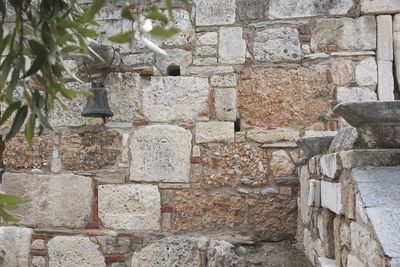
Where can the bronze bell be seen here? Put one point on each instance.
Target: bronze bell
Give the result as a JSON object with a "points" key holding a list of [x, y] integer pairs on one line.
{"points": [[97, 104]]}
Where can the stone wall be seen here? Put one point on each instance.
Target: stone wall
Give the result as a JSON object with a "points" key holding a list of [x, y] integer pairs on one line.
{"points": [[209, 152]]}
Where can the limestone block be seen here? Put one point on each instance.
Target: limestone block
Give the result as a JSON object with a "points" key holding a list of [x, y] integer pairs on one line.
{"points": [[279, 9], [215, 12], [170, 251], [345, 33], [160, 153], [175, 98], [214, 131], [15, 242], [385, 38], [277, 45], [232, 47], [355, 94], [385, 80], [207, 38], [225, 104], [130, 207], [223, 80], [281, 164], [331, 196], [74, 251], [367, 72], [380, 6], [55, 200], [177, 57]]}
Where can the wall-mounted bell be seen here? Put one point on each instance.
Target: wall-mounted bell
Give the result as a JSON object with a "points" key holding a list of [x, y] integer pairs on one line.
{"points": [[97, 104]]}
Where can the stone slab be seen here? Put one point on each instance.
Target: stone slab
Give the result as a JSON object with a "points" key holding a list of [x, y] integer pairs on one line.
{"points": [[169, 99], [129, 207], [55, 200], [160, 153], [15, 242], [74, 251]]}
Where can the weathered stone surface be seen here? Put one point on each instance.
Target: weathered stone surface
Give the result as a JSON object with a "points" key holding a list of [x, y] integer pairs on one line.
{"points": [[129, 207], [281, 164], [15, 242], [385, 80], [214, 131], [277, 45], [232, 47], [345, 33], [202, 210], [355, 94], [384, 50], [379, 6], [170, 251], [89, 149], [175, 98], [17, 154], [215, 12], [260, 135], [346, 139], [124, 95], [160, 153], [279, 9], [74, 251], [331, 196], [55, 200], [367, 72], [283, 98], [368, 250], [225, 104], [234, 165]]}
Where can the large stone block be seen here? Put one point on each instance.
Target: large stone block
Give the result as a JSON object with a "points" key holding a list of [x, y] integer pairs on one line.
{"points": [[160, 153], [232, 47], [129, 207], [55, 200], [90, 149], [15, 242], [175, 98], [279, 9], [277, 45], [214, 131], [283, 98], [74, 251], [345, 33], [215, 12], [170, 251]]}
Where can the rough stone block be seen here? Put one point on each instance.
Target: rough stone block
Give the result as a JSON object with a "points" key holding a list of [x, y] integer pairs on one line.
{"points": [[15, 242], [355, 94], [160, 153], [55, 200], [175, 98], [232, 47], [283, 98], [367, 72], [345, 33], [89, 149], [331, 196], [279, 9], [74, 251], [277, 45], [214, 131], [170, 251], [380, 6], [215, 12], [130, 207], [225, 104]]}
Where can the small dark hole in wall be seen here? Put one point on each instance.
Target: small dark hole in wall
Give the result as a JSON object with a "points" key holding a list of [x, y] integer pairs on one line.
{"points": [[173, 70], [237, 125]]}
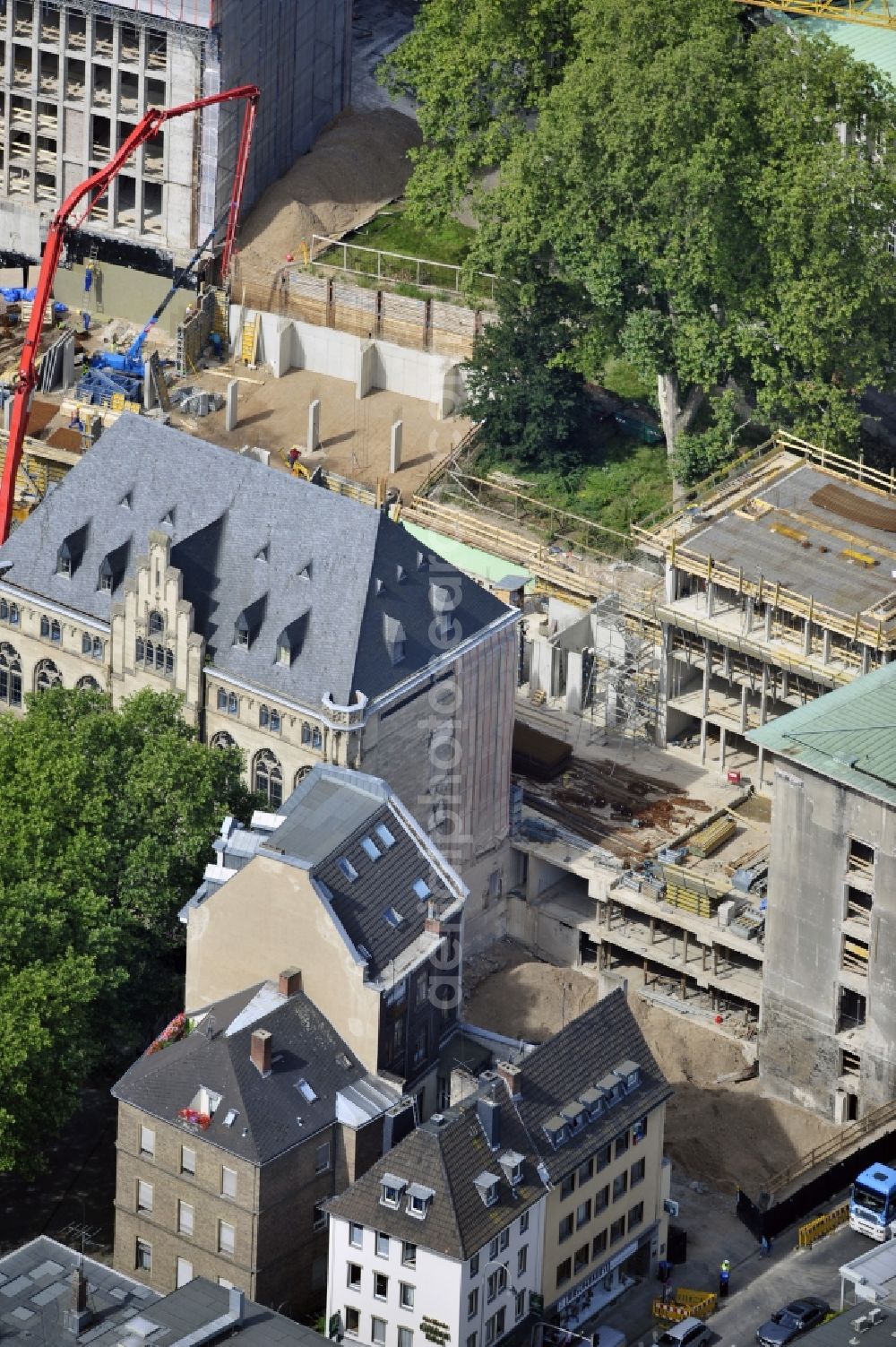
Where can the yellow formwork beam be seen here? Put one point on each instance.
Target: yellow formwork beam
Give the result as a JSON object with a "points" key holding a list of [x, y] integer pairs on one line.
{"points": [[876, 13]]}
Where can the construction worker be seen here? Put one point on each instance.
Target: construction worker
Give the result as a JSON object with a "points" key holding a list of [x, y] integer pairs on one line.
{"points": [[724, 1277]]}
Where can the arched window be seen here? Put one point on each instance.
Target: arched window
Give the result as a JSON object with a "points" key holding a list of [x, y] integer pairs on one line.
{"points": [[267, 777], [46, 675], [10, 675]]}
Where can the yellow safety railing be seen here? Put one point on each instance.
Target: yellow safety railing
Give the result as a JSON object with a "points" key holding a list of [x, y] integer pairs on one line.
{"points": [[701, 1304], [821, 1226]]}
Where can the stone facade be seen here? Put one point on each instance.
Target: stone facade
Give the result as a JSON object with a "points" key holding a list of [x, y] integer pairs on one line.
{"points": [[829, 990], [173, 1223]]}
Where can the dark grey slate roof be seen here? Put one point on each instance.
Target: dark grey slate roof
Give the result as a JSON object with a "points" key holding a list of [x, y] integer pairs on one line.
{"points": [[578, 1057], [448, 1159], [291, 557], [216, 1055], [35, 1293], [34, 1296]]}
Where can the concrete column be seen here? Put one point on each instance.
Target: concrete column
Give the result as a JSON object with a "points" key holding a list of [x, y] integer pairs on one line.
{"points": [[314, 426], [395, 446], [230, 404]]}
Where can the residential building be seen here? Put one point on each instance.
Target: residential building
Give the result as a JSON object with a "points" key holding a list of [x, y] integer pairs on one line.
{"points": [[235, 1127], [61, 1296], [75, 78], [593, 1101], [442, 1239], [166, 562], [829, 1001], [778, 588], [345, 886], [559, 1152]]}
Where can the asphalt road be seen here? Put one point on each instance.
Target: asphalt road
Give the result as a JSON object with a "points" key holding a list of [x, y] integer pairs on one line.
{"points": [[809, 1274]]}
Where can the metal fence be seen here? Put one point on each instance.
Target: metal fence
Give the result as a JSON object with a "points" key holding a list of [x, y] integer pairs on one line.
{"points": [[399, 268]]}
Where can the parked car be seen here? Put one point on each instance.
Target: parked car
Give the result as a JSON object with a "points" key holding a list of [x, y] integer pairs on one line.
{"points": [[687, 1333], [794, 1319]]}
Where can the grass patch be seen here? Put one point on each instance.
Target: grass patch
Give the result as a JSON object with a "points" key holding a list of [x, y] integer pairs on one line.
{"points": [[393, 232], [620, 484]]}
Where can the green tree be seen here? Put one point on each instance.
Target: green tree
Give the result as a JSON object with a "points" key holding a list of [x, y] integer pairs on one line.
{"points": [[107, 818], [690, 176], [521, 382], [476, 67]]}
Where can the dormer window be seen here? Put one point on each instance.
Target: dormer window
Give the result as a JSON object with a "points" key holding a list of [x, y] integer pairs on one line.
{"points": [[513, 1165], [487, 1186], [391, 1189], [418, 1200]]}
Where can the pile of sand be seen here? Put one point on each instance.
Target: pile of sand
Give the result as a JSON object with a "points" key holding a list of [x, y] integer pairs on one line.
{"points": [[721, 1133], [358, 166]]}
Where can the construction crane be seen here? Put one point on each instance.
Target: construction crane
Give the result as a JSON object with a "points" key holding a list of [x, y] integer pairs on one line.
{"points": [[93, 189], [874, 13]]}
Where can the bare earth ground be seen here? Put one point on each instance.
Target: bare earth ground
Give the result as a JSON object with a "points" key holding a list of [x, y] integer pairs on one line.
{"points": [[722, 1135], [358, 166], [274, 414]]}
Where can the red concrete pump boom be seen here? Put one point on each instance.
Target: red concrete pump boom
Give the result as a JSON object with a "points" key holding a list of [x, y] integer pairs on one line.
{"points": [[95, 187]]}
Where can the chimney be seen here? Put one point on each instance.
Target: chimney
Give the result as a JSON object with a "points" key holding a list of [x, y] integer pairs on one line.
{"points": [[290, 982], [511, 1076], [260, 1051], [236, 1304], [489, 1114], [398, 1124], [77, 1317]]}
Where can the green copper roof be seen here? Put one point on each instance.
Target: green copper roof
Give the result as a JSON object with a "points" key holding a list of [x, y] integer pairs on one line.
{"points": [[848, 734], [874, 46]]}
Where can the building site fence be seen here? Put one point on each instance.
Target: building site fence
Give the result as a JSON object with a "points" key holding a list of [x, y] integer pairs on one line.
{"points": [[426, 324], [401, 268]]}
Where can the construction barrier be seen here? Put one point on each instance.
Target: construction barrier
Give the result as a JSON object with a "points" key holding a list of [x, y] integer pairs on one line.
{"points": [[823, 1226], [701, 1304]]}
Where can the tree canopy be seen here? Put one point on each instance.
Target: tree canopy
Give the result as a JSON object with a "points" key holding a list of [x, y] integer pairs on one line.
{"points": [[107, 818], [722, 195]]}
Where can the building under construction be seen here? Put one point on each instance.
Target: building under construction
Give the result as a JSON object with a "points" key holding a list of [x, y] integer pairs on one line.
{"points": [[779, 586], [77, 74]]}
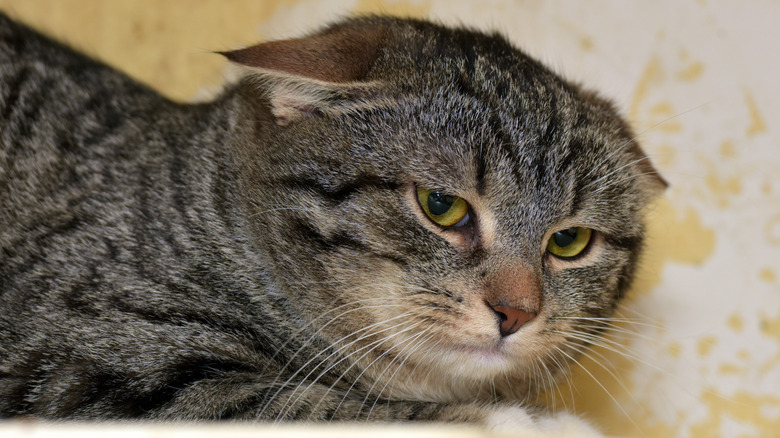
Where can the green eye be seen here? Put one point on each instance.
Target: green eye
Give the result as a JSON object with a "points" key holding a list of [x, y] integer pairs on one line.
{"points": [[445, 210], [570, 242]]}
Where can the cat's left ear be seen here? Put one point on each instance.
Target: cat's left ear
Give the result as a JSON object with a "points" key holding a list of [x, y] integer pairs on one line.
{"points": [[321, 74]]}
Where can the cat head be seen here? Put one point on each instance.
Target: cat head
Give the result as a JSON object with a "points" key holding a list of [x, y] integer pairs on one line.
{"points": [[441, 208]]}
※ ※ ※
● **DIRECTIONS**
Reproduce each line of the entries in which the word "rough" is found.

● **OUTPUT FOR THIS EXERCISE**
Where can the rough stone block be seen here? Put one point on each instance.
Target: rough stone block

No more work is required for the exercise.